* _TRAVAIL À FAIRE_: Extrayez du texte ci-dessous sur l'ethnicité en Guinée le passage compris entre « Depuis des décennies, de » et « cette seule dimension. », ces deux bornes incluses.

* _EXTRAIT FOURNI_:
Depuis des décennies, de nombreux Guinéens crédules ont été happés par le poison de l’ethnicité. Les appartenances ethniques lient et dominent les raisonnements, limitant ainsi la réflexion collective à cette seule dimension.

Une stratégie silencieuse et dévastatrice

L’ethno-stratégie de l’élite guinéenne, rarement discutée ouvertement et souvent mise sous le boisseau, a progressivement gangrené l’appareil d’État. Il est courant d’entendre certains Guinéens affirmer que des hommes politiques d’une certaine ethnie ne gouverneront jamais la Guinée. Cette vision a été renforcée par des déclarations publiques, comme celle de l’actuel ministre de la Défense, Aboubakar Sidiki Camara, qui, lors de la 15ème édition du 72h du livre de Conakry les 23, 24, 25 avril 2023, prétendait que « les Peuls sont arrivés en Guinée après l’éclatement de l’empire du Macina », c’est-à-dire en 1862. La naissance du Royaume théocratique du Fouta-Djalon date pourtant de 1725 après la bataille de Talansan, sans parler du royaume de Koli Tenguella au début du 16ème siècle dont les vestiges de la capitale existent toujours à Guemé Sangan, localité de Sinta, dans Télimélé, ou des Poulli animistes dont la présence au Fouta-Djalon est attestée dès le 12ème siècle. Il a également affirmé qu’« il n’y avait que deux composantes ethniques en Guinée : les Mandingues et les Peuls », en assimilant toutes les autres ethnies aux Mandingues. Les Peuls sont ainsi comparés aux Tutsis du Rwanda et aux Massaïs du Kenya et seraient originaires d’Éthiopie, une façon de les rendre étrangers dans leur propre pays. Plus grave encore, il a déclaré : « quand on est un invité, on ne devrait pas prétendre gouverner. » Il s’agit d’une référence directe aux Peuls, peu importe la fausseté de ses affirmations, surtout pour une table ronde dont le thème était censé être « Armée Nation ». Le but recherché est d’asseoir publiquement une croyance collective qui était jusque-là en sourdine.

* _DONNÉES FOURNIES_:
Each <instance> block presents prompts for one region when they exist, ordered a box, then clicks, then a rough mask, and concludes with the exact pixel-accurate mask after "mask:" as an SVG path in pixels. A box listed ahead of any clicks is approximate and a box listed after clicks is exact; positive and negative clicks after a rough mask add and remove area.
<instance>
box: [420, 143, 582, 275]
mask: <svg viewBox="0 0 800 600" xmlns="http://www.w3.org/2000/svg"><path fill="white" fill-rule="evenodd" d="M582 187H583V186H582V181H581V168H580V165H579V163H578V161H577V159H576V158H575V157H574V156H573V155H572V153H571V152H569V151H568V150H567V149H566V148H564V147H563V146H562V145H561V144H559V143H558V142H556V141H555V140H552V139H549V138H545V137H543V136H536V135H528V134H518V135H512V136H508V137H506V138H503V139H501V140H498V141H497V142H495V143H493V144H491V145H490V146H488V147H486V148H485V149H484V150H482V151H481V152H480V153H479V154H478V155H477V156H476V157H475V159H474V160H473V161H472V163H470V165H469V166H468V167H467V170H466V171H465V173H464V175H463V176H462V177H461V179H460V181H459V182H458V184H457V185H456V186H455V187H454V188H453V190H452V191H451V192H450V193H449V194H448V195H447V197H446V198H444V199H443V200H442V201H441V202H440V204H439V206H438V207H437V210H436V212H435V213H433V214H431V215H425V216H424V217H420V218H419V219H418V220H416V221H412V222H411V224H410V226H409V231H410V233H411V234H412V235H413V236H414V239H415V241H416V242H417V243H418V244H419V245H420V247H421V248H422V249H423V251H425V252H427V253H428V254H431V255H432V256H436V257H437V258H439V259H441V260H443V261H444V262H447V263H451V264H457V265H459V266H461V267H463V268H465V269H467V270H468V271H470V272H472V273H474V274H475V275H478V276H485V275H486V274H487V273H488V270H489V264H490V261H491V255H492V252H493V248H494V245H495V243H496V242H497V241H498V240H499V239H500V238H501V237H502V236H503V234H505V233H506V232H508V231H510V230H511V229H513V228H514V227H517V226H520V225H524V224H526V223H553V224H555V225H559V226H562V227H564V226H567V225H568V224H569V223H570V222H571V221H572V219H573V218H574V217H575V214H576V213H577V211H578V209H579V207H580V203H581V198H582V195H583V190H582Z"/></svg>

* _EXERCICE RÉALISÉ_:
Depuis des décennies, de nombreux Guinéens crédules ont été happés par le poison de l’ethnicité. Les appartenances ethniques lient et dominent les raisonnements, limitant ainsi la réflexion collective à cette seule dimension.